# Problem details
Pull out each line of the listing below that contains the string "vent" and copy it in full. Case matters.
-- start Dataset --
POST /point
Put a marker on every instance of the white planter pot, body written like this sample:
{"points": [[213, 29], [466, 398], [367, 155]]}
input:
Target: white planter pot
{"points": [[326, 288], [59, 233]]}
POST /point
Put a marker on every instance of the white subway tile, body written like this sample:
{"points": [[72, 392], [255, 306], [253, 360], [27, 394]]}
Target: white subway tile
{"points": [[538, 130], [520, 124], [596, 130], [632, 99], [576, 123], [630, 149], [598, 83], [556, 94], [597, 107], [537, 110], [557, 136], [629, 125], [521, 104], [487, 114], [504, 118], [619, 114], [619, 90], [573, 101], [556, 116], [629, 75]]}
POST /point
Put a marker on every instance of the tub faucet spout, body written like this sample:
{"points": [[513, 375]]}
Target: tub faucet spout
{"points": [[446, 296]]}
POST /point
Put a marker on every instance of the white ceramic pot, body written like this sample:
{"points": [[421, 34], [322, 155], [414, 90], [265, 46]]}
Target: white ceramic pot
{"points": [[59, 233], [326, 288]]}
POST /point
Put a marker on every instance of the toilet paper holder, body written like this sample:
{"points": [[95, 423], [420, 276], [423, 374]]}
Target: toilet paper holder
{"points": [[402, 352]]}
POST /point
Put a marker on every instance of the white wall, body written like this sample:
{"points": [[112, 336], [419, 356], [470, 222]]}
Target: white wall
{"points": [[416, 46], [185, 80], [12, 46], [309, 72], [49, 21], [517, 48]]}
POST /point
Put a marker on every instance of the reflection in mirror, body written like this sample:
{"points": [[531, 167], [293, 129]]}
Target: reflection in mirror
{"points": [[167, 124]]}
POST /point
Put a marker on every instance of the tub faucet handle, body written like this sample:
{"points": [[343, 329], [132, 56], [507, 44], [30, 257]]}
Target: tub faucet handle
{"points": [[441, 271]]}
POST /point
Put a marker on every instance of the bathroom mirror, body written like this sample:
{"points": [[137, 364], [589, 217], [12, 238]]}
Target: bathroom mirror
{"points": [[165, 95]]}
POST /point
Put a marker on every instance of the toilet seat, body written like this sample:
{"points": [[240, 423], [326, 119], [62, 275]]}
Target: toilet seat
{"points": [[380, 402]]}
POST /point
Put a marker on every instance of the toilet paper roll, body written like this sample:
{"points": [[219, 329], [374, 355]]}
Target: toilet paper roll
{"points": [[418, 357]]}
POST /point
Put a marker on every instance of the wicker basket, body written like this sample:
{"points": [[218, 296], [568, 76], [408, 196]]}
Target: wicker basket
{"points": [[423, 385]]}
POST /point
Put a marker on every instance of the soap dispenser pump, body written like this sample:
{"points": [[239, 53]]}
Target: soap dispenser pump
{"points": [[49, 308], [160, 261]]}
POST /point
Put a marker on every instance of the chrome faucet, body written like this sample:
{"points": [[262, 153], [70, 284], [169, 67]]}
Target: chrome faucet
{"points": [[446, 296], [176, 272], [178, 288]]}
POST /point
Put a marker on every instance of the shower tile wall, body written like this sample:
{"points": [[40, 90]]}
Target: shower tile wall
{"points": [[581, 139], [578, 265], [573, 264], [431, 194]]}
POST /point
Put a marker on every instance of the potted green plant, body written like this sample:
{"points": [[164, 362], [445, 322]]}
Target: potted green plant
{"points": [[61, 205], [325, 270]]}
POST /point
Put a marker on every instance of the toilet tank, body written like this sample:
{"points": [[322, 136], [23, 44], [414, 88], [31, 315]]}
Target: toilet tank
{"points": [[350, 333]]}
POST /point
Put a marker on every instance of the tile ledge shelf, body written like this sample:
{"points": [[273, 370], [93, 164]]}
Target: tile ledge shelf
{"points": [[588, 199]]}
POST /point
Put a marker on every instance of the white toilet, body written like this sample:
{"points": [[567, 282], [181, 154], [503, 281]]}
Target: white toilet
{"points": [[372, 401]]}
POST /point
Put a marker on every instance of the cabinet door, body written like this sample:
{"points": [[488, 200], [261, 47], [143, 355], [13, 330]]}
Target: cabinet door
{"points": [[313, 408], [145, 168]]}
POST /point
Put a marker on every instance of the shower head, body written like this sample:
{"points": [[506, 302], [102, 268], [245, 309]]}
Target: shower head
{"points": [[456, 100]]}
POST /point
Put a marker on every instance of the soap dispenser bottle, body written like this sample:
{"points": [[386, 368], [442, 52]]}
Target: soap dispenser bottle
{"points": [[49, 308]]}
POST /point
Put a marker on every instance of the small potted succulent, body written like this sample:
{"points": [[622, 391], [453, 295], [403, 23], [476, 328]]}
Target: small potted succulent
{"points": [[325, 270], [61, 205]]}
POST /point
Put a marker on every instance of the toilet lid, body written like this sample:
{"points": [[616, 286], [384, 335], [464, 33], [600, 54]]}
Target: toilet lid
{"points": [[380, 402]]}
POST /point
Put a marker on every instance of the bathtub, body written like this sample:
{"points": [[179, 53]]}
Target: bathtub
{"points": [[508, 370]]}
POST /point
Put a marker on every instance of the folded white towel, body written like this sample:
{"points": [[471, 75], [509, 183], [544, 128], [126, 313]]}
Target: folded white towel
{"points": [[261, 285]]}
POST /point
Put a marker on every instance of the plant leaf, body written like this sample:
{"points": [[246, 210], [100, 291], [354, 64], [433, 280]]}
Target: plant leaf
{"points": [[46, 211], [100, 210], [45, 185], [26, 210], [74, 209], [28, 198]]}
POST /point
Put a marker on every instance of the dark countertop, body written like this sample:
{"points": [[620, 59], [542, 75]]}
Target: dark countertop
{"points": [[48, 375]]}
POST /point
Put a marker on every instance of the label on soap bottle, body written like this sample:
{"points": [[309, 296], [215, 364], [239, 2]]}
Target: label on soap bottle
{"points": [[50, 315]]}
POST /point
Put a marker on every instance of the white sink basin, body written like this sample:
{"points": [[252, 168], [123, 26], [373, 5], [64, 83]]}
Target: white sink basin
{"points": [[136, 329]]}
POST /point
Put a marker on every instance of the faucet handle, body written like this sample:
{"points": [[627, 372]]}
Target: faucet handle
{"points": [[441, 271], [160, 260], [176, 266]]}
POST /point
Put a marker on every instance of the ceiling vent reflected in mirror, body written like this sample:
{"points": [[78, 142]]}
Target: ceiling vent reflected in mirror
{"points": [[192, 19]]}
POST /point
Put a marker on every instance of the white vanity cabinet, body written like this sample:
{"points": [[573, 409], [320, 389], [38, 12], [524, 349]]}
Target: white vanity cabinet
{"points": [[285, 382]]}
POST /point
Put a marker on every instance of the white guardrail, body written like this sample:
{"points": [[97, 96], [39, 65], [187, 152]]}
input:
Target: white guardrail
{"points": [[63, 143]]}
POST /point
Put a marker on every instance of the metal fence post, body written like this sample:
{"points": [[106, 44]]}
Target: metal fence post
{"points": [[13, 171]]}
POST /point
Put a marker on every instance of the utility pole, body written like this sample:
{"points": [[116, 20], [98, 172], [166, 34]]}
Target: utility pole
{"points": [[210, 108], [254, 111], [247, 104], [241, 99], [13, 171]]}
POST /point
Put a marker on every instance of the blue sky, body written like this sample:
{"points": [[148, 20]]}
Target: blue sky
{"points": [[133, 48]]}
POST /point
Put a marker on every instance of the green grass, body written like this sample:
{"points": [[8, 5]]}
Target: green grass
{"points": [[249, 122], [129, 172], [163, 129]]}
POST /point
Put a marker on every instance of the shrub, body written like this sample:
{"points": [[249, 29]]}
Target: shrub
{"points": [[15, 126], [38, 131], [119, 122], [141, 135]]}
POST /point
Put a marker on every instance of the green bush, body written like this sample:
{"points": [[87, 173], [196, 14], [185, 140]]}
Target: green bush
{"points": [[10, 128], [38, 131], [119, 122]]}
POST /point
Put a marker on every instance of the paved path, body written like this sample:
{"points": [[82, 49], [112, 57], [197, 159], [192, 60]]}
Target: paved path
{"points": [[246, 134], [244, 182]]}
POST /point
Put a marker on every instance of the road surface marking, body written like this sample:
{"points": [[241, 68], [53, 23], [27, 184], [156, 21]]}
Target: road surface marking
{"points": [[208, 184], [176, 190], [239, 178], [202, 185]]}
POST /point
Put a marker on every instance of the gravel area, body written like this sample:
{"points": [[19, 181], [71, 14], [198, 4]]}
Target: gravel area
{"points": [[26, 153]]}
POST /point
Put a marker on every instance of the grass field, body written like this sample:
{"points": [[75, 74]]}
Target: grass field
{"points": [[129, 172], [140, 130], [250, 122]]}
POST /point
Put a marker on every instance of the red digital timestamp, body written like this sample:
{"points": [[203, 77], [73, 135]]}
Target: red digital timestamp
-- end Dataset --
# Final answer
Put a marker on every instance of the ceiling vent reflected in mirror, body written like this sample:
Target: ceiling vent reflected in mirror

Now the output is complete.